Do this
Reproduce the material below with every occurrence of "mask" changed to "region" and nothing else altered.

**** Data for this exercise

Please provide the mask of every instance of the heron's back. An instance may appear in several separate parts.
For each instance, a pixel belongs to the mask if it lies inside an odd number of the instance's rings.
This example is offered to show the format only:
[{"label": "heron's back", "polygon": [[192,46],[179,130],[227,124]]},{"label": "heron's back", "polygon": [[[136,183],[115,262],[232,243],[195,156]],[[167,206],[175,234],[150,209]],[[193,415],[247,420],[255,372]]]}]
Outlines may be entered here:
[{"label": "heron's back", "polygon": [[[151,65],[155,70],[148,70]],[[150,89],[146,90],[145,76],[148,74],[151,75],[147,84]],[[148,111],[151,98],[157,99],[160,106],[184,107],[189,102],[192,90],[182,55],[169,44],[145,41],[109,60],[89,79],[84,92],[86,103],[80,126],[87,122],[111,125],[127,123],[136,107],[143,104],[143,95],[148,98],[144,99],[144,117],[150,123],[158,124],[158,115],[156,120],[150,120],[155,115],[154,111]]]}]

********

Reply to the task
Please provide the region of every instance of the heron's back. An instance may appear in several separate parts.
For each instance, a pixel belongs to the region if it lies inside an odd number of the instance's rings.
This example is offered to show the format only:
[{"label": "heron's back", "polygon": [[192,46],[179,130],[227,124]]},{"label": "heron's back", "polygon": [[[136,183],[115,262],[232,243],[195,156]],[[167,206],[175,234],[150,209]],[[193,415],[247,420],[255,372]]]}]
Outlines may be entered here:
[{"label": "heron's back", "polygon": [[[151,65],[155,70],[148,70]],[[150,89],[146,90],[145,76],[148,74],[151,75],[147,84]],[[148,111],[151,98],[157,99],[160,106],[184,107],[189,102],[192,90],[182,55],[169,44],[145,41],[109,60],[89,79],[84,92],[86,103],[80,126],[87,122],[111,125],[127,123],[136,107],[143,104],[143,95],[148,98],[144,99],[144,117],[150,123],[158,124],[158,115],[156,120],[150,120],[155,115],[154,111]]]}]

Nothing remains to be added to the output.